- [Text under study]:
Start of Block

Francis Beidler was born in Chicago in 1854. With partner Benjamin F. Ferguson, he was the co-founder and owner of the Santee River Cypress Lumber Company. Starting in 1881, the Santee Cypress Company purchased 165000 acre of land in central South Carolina. The Company's holdings, which Beidler and Ferguson's personnel logged actively from 1881 onward, included large parcels of riverine bottomland in central South Carolina. The Beidler blackwater lands included large resources of valuable bald cypress timber. Beidler became the sole operating partner of the company after Ferguson's death in 1905.

Francis Beidler died at his home in Chicago on March 4, 1924, and was buried at Rosehill Cemetery.

==Legacy==
The Santee Cypress operations were extremely profitable. Lands purchased for as little as $2.00/acre ($5.00/hectare) contained old-growth cypress trees as large as 20 feet in circumference. A mill, located in nearby Ferguson, sawed up the logs cut from Beidler-owned blackwater properties. Many of the timbers located close to key rivers and adjacent "guts" (intermittent creeks) were cut down. However, not all of the timbers could be carried to the mill in this way. A nationwide economic downturn in 1913-1914 led to the suspension of Santee Cypress's logging operations. The Ferguson mill shut down in 1915.

===National park===
Beidler's 1915 order to his personnel to lay down their saws was a significant break point. It made possible the eventual preservation of two blackwater creek systems that lay within Santee Cypress-owned South Carolina property. The properties that make up today's Congaree National Park, near Columbia, and the Francis Beidler Forest, near Orangeburg, both trace their ownership through Beidler and the Santee Cypress Company. Both of these land parcels have since been enrolled on the Ramsar list of wetlands of international importance.

===Foundation===
Beidler used part of the fortune earned from the Santee River Cypress Lumber Company to bequeath $1.5 million (in 1924 USD) to the Illinois-based Francis Beidler Foundation. The Foundation remains active as of 2019. Credited donations include moneys paid to save and interpret the architecturally significant Glessner House in Chicago.

End of Block

- [Tasks for this exercise]:
#1 Copy the passage on Francis Beidler word for word, starting at "Francis Beidler was" and ending at "death in 1905.".
#2 According to the passage on Francis Beidler, why were Santee Cypress's logging operations suspended? Answer in one to three sentences.
#3 List every city or town named in the passage on Francis Beidler.
The material that comes after this passage on Francis Beidler is separate and unrelated to it.

- [Extracted material]:
Start of Block

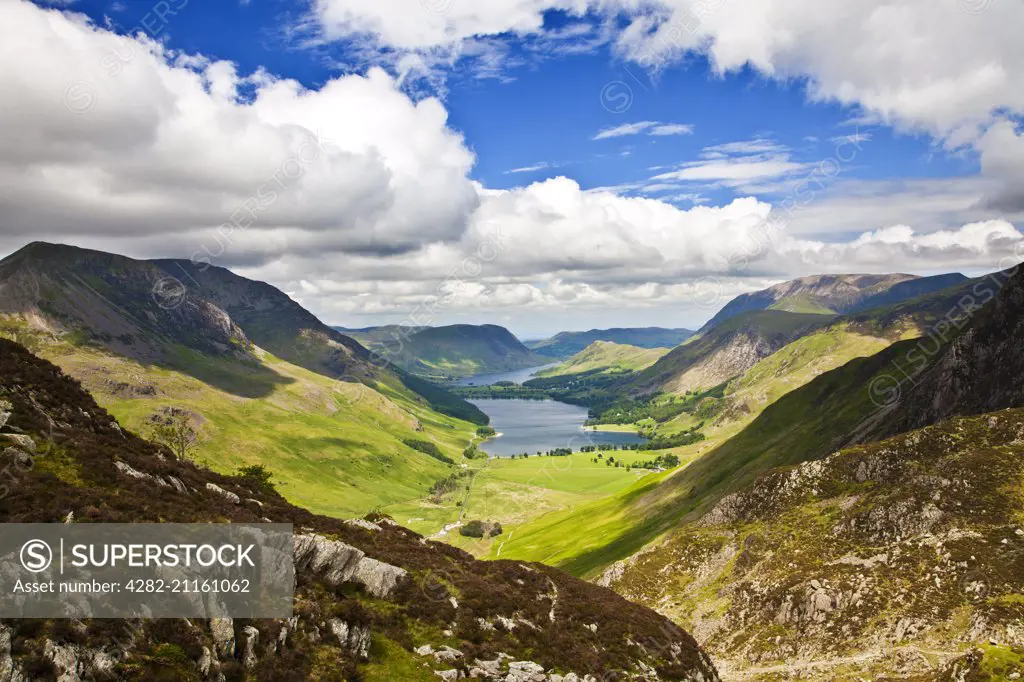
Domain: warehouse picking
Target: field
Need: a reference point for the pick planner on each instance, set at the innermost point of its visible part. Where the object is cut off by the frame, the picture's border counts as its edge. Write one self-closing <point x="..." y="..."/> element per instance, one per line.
<point x="515" y="492"/>
<point x="623" y="522"/>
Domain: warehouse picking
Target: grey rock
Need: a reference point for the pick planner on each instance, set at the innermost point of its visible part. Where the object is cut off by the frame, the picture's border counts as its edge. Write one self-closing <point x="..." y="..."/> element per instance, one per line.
<point x="20" y="441"/>
<point x="378" y="578"/>
<point x="222" y="631"/>
<point x="249" y="658"/>
<point x="127" y="470"/>
<point x="230" y="497"/>
<point x="352" y="638"/>
<point x="334" y="561"/>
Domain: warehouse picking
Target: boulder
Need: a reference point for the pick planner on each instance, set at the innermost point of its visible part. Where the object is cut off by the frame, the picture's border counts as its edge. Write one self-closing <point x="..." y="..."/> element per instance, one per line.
<point x="249" y="658"/>
<point x="227" y="495"/>
<point x="378" y="578"/>
<point x="222" y="631"/>
<point x="333" y="560"/>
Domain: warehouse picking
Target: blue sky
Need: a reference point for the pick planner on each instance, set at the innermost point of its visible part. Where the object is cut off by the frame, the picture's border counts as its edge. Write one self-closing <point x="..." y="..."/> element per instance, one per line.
<point x="544" y="113"/>
<point x="621" y="162"/>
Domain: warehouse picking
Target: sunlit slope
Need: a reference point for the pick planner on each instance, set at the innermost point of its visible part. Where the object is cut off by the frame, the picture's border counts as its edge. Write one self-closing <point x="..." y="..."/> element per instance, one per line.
<point x="335" y="448"/>
<point x="621" y="524"/>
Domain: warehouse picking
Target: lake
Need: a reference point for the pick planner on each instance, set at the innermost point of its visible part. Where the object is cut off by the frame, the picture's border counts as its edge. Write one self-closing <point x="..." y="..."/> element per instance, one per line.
<point x="528" y="426"/>
<point x="515" y="376"/>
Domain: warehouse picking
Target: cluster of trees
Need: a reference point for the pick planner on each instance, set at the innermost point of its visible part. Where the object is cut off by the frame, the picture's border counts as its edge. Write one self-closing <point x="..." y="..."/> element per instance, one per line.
<point x="658" y="408"/>
<point x="479" y="529"/>
<point x="446" y="485"/>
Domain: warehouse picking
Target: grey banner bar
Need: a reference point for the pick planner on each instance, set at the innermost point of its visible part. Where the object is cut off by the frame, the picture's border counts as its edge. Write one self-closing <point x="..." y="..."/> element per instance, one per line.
<point x="123" y="570"/>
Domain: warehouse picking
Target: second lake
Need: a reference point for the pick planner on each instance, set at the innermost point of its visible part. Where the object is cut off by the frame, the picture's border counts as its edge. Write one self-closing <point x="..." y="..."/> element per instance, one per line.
<point x="528" y="426"/>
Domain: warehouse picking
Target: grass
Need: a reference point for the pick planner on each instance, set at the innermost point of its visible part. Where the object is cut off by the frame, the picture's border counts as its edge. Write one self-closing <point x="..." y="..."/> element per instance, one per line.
<point x="516" y="492"/>
<point x="395" y="664"/>
<point x="622" y="522"/>
<point x="336" y="449"/>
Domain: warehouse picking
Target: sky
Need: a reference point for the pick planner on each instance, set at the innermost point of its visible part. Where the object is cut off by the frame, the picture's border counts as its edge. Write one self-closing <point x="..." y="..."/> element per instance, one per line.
<point x="545" y="165"/>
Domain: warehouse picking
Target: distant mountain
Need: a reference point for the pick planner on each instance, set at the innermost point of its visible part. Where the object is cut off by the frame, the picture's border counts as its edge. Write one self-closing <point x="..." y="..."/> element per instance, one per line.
<point x="725" y="351"/>
<point x="262" y="377"/>
<point x="826" y="523"/>
<point x="566" y="344"/>
<point x="607" y="357"/>
<point x="836" y="294"/>
<point x="371" y="336"/>
<point x="374" y="601"/>
<point x="456" y="350"/>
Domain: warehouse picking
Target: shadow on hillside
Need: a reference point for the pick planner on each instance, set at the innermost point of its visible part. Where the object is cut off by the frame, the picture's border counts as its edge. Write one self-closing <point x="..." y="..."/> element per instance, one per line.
<point x="231" y="376"/>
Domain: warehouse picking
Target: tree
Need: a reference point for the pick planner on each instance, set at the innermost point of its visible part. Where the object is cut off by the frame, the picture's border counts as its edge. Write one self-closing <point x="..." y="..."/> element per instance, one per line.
<point x="258" y="476"/>
<point x="173" y="428"/>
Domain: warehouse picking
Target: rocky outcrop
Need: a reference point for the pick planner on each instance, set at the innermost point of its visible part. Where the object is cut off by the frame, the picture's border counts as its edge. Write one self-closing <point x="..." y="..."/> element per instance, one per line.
<point x="222" y="631"/>
<point x="331" y="560"/>
<point x="227" y="495"/>
<point x="378" y="578"/>
<point x="537" y="614"/>
<point x="866" y="557"/>
<point x="353" y="638"/>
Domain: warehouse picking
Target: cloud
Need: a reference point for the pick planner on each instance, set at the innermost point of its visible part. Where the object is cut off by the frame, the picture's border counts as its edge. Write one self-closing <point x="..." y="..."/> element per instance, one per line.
<point x="736" y="164"/>
<point x="672" y="129"/>
<point x="960" y="72"/>
<point x="649" y="127"/>
<point x="529" y="169"/>
<point x="125" y="145"/>
<point x="120" y="136"/>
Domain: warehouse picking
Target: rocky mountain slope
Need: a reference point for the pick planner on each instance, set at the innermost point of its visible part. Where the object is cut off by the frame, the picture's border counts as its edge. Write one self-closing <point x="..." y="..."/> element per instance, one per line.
<point x="565" y="344"/>
<point x="901" y="557"/>
<point x="835" y="293"/>
<point x="891" y="559"/>
<point x="971" y="363"/>
<point x="337" y="425"/>
<point x="146" y="310"/>
<point x="725" y="351"/>
<point x="455" y="350"/>
<point x="374" y="601"/>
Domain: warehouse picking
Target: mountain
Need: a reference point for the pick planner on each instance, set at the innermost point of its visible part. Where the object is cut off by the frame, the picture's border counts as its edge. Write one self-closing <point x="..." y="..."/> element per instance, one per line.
<point x="826" y="390"/>
<point x="726" y="350"/>
<point x="456" y="350"/>
<point x="261" y="379"/>
<point x="971" y="363"/>
<point x="373" y="336"/>
<point x="900" y="559"/>
<point x="836" y="294"/>
<point x="374" y="601"/>
<point x="566" y="344"/>
<point x="607" y="357"/>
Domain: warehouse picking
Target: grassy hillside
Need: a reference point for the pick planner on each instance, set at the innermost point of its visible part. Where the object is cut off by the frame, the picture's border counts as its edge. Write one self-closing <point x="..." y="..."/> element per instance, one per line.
<point x="566" y="344"/>
<point x="373" y="600"/>
<point x="622" y="523"/>
<point x="607" y="357"/>
<point x="801" y="403"/>
<point x="900" y="555"/>
<point x="264" y="383"/>
<point x="335" y="448"/>
<point x="725" y="351"/>
<point x="841" y="294"/>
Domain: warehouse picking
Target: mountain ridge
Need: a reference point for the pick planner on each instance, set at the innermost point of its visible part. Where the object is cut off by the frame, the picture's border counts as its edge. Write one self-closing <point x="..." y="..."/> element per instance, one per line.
<point x="840" y="294"/>
<point x="566" y="344"/>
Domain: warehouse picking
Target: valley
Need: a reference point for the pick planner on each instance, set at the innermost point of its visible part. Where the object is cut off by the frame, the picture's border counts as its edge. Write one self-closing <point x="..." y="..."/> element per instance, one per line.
<point x="722" y="462"/>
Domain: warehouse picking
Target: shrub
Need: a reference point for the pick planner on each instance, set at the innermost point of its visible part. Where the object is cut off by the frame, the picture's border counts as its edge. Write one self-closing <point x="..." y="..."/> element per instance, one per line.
<point x="258" y="476"/>
<point x="472" y="529"/>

End of Block

- [Set of answers]:
#1
Francis Beidler was born in Chicago in 1854. With partner Benjamin F. Ferguson, he was the co-founder and owner of the Santee River Cypress Lumber Company. Starting in 1881, the Santee Cypress Company purchased 165000 acre of land in central South Carolina. The Company's holdings, which Beidler and Ferguson's personnel logged actively from 1881 onward, included large parcels of riverine bottomland in central South Carolina. The Beidler blackwater lands included large resources of valuable bald cypress timber. Beidler became the sole operating partner of the company after Ferguson's death in 1905.

#2 Santee Cypress's logging operations were suspended because of a nationwide economic downturn in 1913-1914.

#3 Chicago, Ferguson, Columbia, Orangeburg